[begin Available data]

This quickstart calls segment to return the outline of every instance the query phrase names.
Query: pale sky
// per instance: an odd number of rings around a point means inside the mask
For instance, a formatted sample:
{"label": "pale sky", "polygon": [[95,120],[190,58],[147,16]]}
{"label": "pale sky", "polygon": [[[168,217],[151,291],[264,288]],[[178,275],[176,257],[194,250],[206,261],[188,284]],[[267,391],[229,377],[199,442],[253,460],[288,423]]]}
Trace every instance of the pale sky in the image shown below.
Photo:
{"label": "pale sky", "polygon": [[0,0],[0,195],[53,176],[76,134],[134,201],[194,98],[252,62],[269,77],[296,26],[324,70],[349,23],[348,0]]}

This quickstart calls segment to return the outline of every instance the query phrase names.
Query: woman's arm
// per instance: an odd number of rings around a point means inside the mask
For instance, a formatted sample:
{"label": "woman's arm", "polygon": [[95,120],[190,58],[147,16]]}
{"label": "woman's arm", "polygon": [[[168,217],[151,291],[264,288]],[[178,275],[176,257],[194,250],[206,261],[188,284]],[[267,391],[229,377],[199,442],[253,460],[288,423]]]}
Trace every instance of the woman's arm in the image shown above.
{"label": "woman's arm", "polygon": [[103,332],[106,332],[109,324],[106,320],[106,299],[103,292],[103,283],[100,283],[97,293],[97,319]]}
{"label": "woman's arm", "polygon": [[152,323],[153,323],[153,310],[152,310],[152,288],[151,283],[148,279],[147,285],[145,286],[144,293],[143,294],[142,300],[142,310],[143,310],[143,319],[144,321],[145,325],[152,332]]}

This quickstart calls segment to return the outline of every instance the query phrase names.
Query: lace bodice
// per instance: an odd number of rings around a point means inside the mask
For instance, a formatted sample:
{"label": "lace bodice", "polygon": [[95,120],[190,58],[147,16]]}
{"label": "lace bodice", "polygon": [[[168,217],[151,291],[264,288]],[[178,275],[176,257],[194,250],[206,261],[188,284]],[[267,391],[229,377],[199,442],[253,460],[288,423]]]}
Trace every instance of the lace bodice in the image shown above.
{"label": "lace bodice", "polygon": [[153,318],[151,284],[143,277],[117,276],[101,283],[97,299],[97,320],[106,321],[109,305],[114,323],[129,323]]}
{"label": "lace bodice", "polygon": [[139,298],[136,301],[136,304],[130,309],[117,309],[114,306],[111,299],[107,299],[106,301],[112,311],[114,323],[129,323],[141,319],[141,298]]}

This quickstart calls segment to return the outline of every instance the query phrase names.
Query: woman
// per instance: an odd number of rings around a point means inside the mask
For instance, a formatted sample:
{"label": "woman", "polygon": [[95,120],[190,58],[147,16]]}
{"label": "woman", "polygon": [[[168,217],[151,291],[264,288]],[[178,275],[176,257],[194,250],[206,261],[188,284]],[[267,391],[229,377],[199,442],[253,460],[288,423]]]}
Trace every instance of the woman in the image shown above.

[end Available data]

• Exercise
Can you collect every line in the records above that contains the string "shown", with case counting, and copy each such line out in full?

• Expected output
Trace every instance of the pale sky in the image shown below.
Trace every instance of the woman's arm in the image shown above.
Trace every instance of the lace bodice in the image shown above.
Trace every instance of the woman in the image shown above.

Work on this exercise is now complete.